### Aim of the exercise
Update the lines from the one that contains "of the green" through the last line, swapping "biggest circle" for "largest circle" and keeping everything else the same. Give only those lines, without the pictures.
# Records supplied start
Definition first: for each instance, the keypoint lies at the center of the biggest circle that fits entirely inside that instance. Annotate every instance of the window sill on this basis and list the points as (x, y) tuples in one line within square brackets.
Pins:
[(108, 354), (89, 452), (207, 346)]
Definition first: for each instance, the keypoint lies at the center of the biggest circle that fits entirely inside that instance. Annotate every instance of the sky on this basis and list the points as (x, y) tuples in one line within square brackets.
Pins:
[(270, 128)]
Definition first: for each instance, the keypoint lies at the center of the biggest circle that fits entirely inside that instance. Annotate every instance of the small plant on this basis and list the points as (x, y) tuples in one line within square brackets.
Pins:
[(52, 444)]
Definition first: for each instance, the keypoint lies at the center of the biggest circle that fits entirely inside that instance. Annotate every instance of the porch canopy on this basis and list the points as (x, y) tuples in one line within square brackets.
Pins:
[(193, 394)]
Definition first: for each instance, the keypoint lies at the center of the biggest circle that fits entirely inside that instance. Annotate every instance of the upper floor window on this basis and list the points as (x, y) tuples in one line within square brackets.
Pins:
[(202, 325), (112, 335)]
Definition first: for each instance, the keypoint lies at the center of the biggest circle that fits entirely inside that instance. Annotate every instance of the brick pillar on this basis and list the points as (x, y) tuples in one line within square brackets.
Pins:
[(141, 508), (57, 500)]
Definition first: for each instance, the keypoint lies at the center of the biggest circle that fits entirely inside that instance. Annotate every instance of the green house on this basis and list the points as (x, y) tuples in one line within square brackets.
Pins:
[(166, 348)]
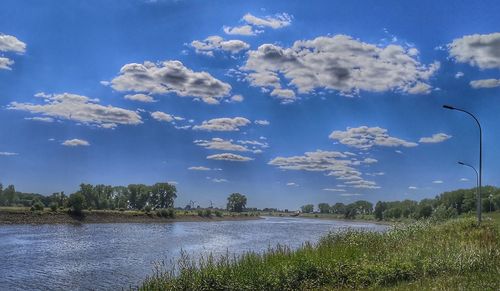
# Records supplied end
### Answer for the task
Definition first: for each instance, the keypoint lies at the center of the largest circle that fits entirely inside that instance. Annotate every instance of the green house on this basis and list the points as (x, y) tuples in one line within square brackets.
Pins:
[(166, 348)]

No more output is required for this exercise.